[Document]
'PostgreSQL: Identical query on multiple tables sometimes much slower

I have a datawarehouse of financial data in a secluded postgresql environment. First things first: I can guarantee that no other processes are messing with my problem, because this DB is completely isolated from all other systems. I am running PG version 8.0.26 on a virtual Linux (CentOS) machine with 32GB RAM and a 4-core CPU.

Every day I need to update several thousand customer records. I do this with a query that runs for each customer in a For-loop, triggered externally from an R environment. Each iteration of this query is identical except for the customer ID and a date value in one of the where clauses. The query joins several very large tables (total exceeds 1 terabyte), all of which have indexes which usually guarantee a very quick execution of a few milliseconds per iteration. Sometimes however this query takes several seconds or even minutes to complete. This cannot be traced back to specific customer IDs or other values which may change for an individual iteration.

Since the execution is usually very quick, I don't think that my indexes are a problem, but something else that I can't put my finger on. All I can see is that at least the first couple of thousand iterations are usually very quick, with later iterations getting slower (as I said, only sometimes).

I have tried to analyze the problem using EXPLAIN ANALYZE but then the query in question is much quicker than when run in the aforementioned loop.

Any help is greatly appreciated!

Kind regards, Johannes

EDIT: This is the explain output of a typical query. It took more than 5 seconds in the regular loop but only a few ms when I ran the explain:

Hash Join  (cost=28.92..390.19 rows=1 width=167) (actual time=2.035..12.047 rows=193 loops=1)
  Hash Cond: (d.dataitemid = di.dataitemid)
  ->  Nested Loop  (cost=22.08..383.29 rows=15 width=138) (actual time=1.725..11.398 rows=1075 loops=1)
        ->  Nested Loop  (cost=21.37..23.22 rows=1 width=131) (actual time=1.516..1.650 rows=17 loops=1)
              ->  Hash Join  (cost=21.24..22.33 rows=1 width=122) (actual time=1.495..1.536 rows=17 loops=1)

Rows from a data source:

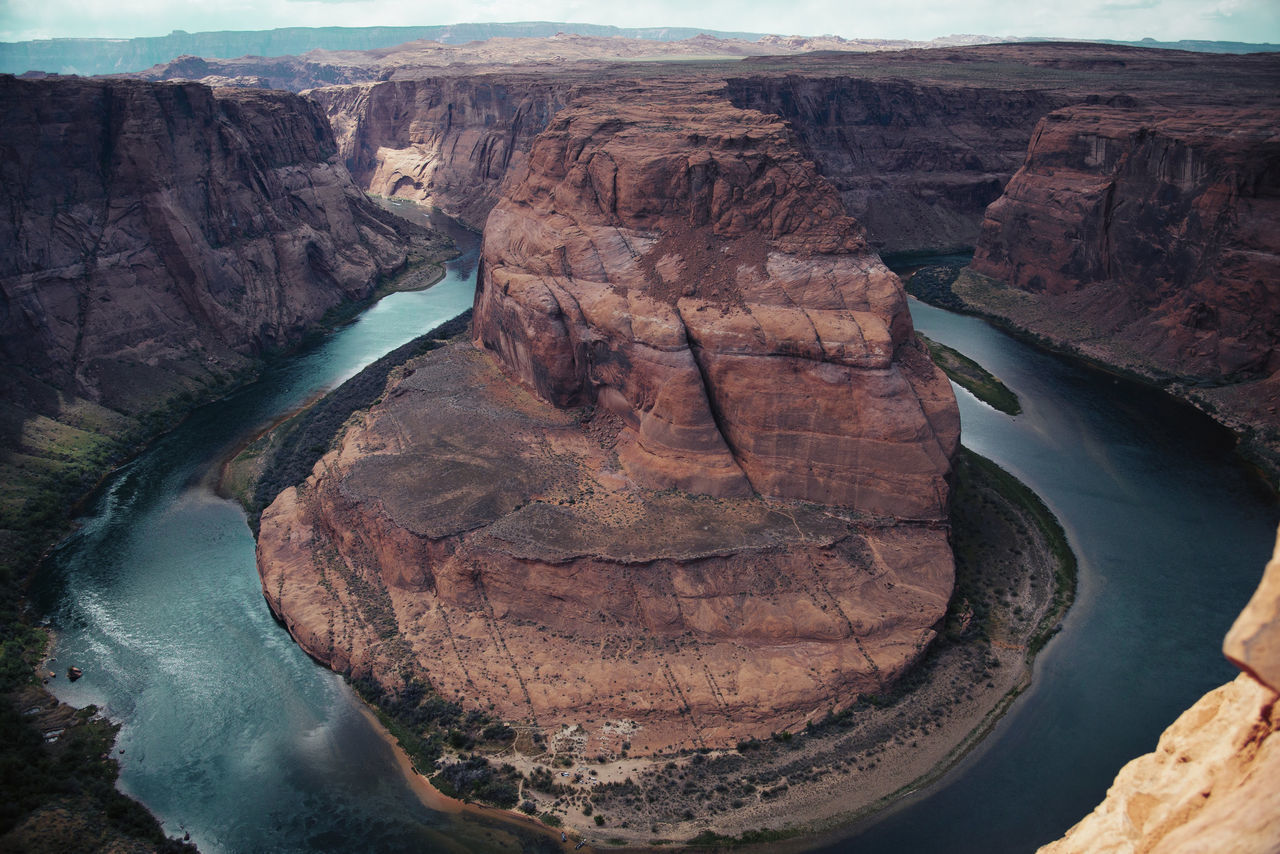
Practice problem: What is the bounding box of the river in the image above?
[33,225,1280,853]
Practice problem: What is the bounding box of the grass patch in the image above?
[223,309,471,534]
[916,333,1023,415]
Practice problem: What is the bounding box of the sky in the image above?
[0,0,1280,42]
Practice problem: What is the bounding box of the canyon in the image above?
[954,97,1280,476]
[1039,531,1280,854]
[0,30,1280,850]
[259,86,959,755]
[0,77,447,561]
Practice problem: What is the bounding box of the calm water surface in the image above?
[36,233,1280,853]
[36,210,543,853]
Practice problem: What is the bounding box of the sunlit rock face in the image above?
[259,86,959,755]
[0,77,419,412]
[1041,527,1280,854]
[973,105,1280,380]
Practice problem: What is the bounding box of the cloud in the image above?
[0,0,1280,42]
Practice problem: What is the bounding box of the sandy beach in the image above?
[360,450,1065,850]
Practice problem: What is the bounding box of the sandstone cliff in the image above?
[308,74,573,228]
[973,105,1280,379]
[475,87,959,520]
[956,97,1280,481]
[259,87,959,755]
[1041,527,1280,854]
[0,77,430,414]
[727,74,1069,252]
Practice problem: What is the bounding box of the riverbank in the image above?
[0,231,454,850]
[302,451,1075,850]
[952,269,1280,490]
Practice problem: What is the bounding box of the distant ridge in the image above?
[0,20,767,76]
[0,20,1280,76]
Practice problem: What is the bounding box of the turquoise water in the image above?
[35,208,544,854]
[822,300,1280,854]
[35,225,1280,853]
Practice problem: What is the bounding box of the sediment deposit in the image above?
[259,87,959,755]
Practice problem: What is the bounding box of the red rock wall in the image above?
[0,77,417,412]
[973,105,1280,380]
[308,74,1066,251]
[308,74,571,228]
[475,88,959,519]
[726,76,1066,252]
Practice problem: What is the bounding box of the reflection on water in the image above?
[823,300,1280,854]
[33,208,545,853]
[33,229,1277,854]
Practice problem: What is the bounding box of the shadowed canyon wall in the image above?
[308,69,1066,251]
[0,77,422,414]
[956,100,1280,478]
[308,74,575,228]
[1039,527,1280,854]
[727,76,1066,252]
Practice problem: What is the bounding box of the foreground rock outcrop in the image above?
[259,86,959,755]
[0,77,430,414]
[1041,527,1280,854]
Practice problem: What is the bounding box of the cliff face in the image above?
[0,77,422,414]
[259,87,959,755]
[973,105,1280,380]
[308,76,572,228]
[475,85,957,519]
[308,70,1066,251]
[726,76,1068,252]
[1041,527,1280,854]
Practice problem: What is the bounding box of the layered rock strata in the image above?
[475,85,957,520]
[973,106,1280,380]
[726,74,1069,252]
[0,77,430,414]
[259,88,959,755]
[956,103,1280,471]
[307,74,573,228]
[1041,527,1280,854]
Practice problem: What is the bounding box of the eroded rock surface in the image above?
[259,87,959,755]
[307,74,575,228]
[1041,536,1280,854]
[0,77,430,414]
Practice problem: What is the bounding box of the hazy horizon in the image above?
[0,0,1280,44]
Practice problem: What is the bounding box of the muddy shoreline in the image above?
[335,452,1074,851]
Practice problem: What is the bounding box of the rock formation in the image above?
[1041,524,1280,854]
[308,74,573,228]
[0,77,430,415]
[727,74,1066,252]
[973,105,1280,380]
[956,100,1280,481]
[475,90,956,520]
[259,86,959,754]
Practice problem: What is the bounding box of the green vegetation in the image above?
[951,447,1078,661]
[891,264,968,311]
[225,309,471,534]
[916,333,1023,415]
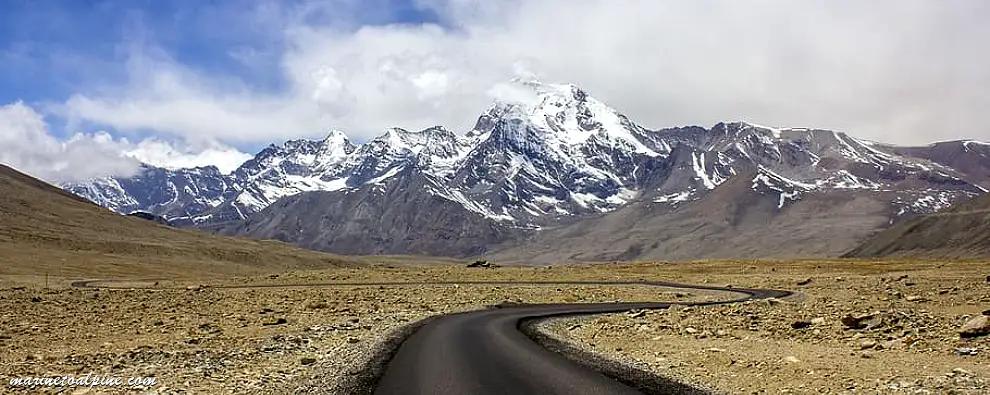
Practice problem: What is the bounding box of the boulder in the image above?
[959,315,990,338]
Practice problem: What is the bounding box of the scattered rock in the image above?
[626,310,646,318]
[956,347,980,355]
[791,321,811,329]
[467,260,498,267]
[261,318,289,326]
[952,368,973,376]
[959,315,990,338]
[841,311,882,329]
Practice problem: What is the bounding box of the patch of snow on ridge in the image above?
[691,152,718,189]
[653,189,694,205]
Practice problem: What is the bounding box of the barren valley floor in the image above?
[0,260,990,393]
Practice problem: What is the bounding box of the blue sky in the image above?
[0,0,437,139]
[0,0,990,180]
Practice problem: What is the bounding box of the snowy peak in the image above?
[478,81,659,156]
[64,81,990,235]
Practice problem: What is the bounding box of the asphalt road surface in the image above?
[375,282,791,395]
[72,280,791,395]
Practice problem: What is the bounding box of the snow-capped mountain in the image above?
[65,82,990,255]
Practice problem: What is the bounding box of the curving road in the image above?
[72,280,792,395]
[375,282,791,395]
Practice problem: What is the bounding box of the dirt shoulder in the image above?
[538,262,990,394]
[0,266,734,393]
[0,261,990,393]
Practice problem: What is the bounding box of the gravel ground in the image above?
[538,264,990,394]
[0,267,709,394]
[0,261,990,394]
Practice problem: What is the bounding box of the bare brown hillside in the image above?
[846,195,990,258]
[0,165,356,280]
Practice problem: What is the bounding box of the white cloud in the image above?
[0,102,138,182]
[123,139,252,173]
[0,102,250,183]
[63,0,990,144]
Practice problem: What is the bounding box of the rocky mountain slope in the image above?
[65,82,990,261]
[0,165,349,278]
[846,195,990,258]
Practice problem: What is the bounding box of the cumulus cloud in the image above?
[0,102,250,183]
[122,138,251,173]
[62,0,990,144]
[0,102,139,182]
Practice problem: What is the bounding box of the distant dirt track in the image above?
[72,280,792,394]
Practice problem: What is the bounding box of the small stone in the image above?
[959,315,990,338]
[956,347,979,355]
[840,311,881,329]
[791,321,811,329]
[261,318,289,326]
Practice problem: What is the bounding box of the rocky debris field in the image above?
[0,267,714,394]
[539,262,990,394]
[0,261,990,394]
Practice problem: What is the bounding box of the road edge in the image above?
[519,314,715,395]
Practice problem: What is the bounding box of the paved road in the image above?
[375,282,790,395]
[72,280,791,395]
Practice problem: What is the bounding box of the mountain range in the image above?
[62,81,990,262]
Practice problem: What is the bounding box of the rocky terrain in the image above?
[0,165,356,285]
[64,81,990,263]
[846,196,990,258]
[539,261,990,394]
[0,266,718,394]
[0,261,990,394]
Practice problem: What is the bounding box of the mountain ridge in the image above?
[65,82,990,257]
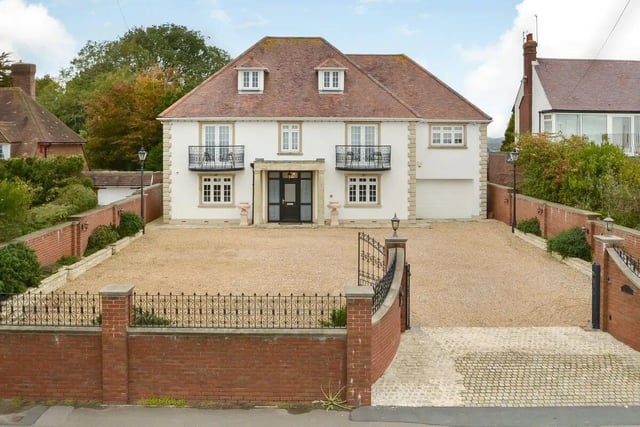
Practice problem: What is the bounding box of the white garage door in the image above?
[416,179,476,219]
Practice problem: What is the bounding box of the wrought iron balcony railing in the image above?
[189,145,244,171]
[336,145,391,171]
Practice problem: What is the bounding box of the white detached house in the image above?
[159,37,491,224]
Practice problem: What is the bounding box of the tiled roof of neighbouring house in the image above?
[0,87,85,157]
[534,58,640,112]
[160,37,490,120]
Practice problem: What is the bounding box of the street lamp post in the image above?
[138,146,147,234]
[391,213,400,237]
[507,147,520,233]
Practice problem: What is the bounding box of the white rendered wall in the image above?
[166,120,408,221]
[416,123,480,218]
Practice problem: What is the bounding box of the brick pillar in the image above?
[100,285,133,404]
[593,235,624,332]
[345,286,373,407]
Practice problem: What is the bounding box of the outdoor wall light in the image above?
[603,216,615,236]
[138,146,147,234]
[391,212,400,237]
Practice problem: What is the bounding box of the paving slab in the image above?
[372,327,640,407]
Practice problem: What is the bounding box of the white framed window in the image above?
[318,69,344,93]
[200,175,233,206]
[280,123,302,153]
[238,69,264,93]
[200,123,233,162]
[431,125,466,147]
[0,144,11,160]
[346,175,380,206]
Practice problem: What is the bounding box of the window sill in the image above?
[429,144,468,150]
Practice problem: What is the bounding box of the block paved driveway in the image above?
[372,224,640,407]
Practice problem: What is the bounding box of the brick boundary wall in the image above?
[0,224,406,407]
[488,184,640,258]
[5,184,162,266]
[594,235,640,351]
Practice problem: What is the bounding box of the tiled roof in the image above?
[347,54,491,121]
[0,87,85,157]
[535,58,640,112]
[85,171,162,188]
[160,37,416,118]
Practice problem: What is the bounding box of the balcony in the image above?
[189,145,244,171]
[336,145,391,171]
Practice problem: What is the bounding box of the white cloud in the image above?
[400,24,421,37]
[210,9,231,24]
[0,0,76,76]
[235,15,269,30]
[457,0,640,137]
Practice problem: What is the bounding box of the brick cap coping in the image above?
[127,327,347,338]
[384,237,407,244]
[344,286,373,298]
[100,285,134,297]
[593,234,624,245]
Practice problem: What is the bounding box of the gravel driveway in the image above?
[61,220,591,326]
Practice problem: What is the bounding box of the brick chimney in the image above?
[518,33,538,133]
[11,62,36,99]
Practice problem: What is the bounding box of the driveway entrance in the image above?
[372,327,640,407]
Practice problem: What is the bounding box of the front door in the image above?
[280,172,300,222]
[268,171,313,222]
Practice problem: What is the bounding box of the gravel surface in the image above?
[61,220,591,326]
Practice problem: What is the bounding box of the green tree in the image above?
[500,111,516,152]
[86,68,182,170]
[44,24,230,139]
[0,52,11,87]
[0,178,33,242]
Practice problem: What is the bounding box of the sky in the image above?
[0,0,640,137]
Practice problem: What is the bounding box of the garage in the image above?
[416,179,478,219]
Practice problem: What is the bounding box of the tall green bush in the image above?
[0,243,40,293]
[84,224,119,256]
[0,178,32,241]
[117,212,142,237]
[518,134,640,228]
[547,227,592,261]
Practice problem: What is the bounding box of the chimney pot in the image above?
[11,62,36,99]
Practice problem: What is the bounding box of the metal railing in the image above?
[613,246,640,277]
[371,255,396,314]
[0,292,101,326]
[336,145,391,171]
[358,231,387,286]
[132,294,346,329]
[189,145,244,171]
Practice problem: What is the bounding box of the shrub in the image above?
[0,243,40,293]
[133,307,171,326]
[547,227,591,261]
[117,212,142,237]
[517,217,542,236]
[320,306,347,328]
[53,184,98,215]
[84,224,119,256]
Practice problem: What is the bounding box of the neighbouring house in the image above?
[159,37,491,224]
[0,62,87,167]
[84,171,162,206]
[514,34,640,156]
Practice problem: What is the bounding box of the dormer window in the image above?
[238,69,264,93]
[318,69,344,93]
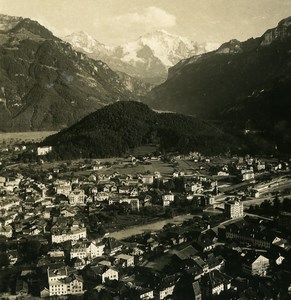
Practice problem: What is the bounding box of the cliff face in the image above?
[261,17,291,46]
[0,15,143,131]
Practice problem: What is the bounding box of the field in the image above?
[0,131,56,144]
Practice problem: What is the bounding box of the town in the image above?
[0,142,291,300]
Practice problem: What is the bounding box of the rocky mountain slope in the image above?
[144,17,291,149]
[64,30,219,84]
[0,15,150,131]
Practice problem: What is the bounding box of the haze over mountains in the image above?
[43,101,241,159]
[0,15,291,152]
[144,17,291,152]
[64,30,218,84]
[0,15,151,131]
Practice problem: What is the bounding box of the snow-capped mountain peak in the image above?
[64,31,105,53]
[0,14,23,31]
[64,29,218,83]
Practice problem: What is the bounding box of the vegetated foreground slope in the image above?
[43,101,276,159]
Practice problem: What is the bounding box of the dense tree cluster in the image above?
[43,101,272,159]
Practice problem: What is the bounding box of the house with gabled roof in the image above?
[242,252,270,276]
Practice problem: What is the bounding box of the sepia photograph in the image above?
[0,0,291,300]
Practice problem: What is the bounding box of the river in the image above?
[109,214,193,240]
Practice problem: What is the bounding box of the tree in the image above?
[0,253,9,267]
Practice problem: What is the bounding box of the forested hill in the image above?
[43,101,278,159]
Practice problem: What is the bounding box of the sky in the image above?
[0,0,291,45]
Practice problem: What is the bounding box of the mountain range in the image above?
[63,30,218,84]
[0,15,151,131]
[42,101,242,159]
[143,17,291,151]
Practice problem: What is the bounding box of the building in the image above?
[70,242,105,259]
[52,227,87,243]
[0,225,12,238]
[47,267,84,296]
[116,254,134,268]
[242,252,270,277]
[224,199,244,219]
[162,194,174,207]
[68,189,86,205]
[37,146,53,156]
[91,265,118,283]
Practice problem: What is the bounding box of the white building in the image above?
[37,146,53,156]
[47,267,84,296]
[162,194,174,207]
[70,242,105,259]
[68,189,86,205]
[224,199,244,219]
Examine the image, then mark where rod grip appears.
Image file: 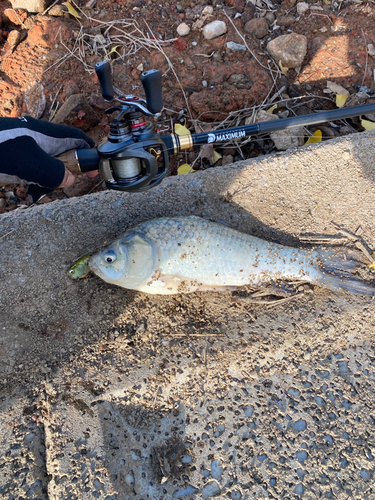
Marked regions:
[141,69,163,114]
[95,61,115,101]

[Exercise tasks]
[1] Repeat the PostgreSQL question from "I have tried" to "is greatly appreciated!".
[2] Reproduce the rows from the line with "Practice problem: What is the bounding box of the driveway" to the line with "[416,179,478,219]", keeping every line unchanged.

[Answers]
[1]
I have tried to analyze the problem using EXPLAIN ANALYZE but then the query in question is much quicker than when run in the aforementioned loop.

Any help is greatly appreciated!

[2]
Practice problem: What is the bounding box of the driveway entrance in the image above?
[372,327,640,407]
Practice problem: What is the bounding box of the front door in the image above?
[280,172,300,222]
[268,171,313,222]
Practice problem: What is the bounding box of the gravel surface in the image above?
[61,220,591,326]
Practice problem: What is the bounding box of the green tree in the image above?
[500,111,516,152]
[86,68,182,170]
[44,24,230,139]
[0,52,11,87]
[0,178,33,242]
Practice problem: What is the bounding box of the sky in the image above?
[0,0,640,137]
Practice problem: What is the bounding box of the garage in the image above?
[416,179,478,219]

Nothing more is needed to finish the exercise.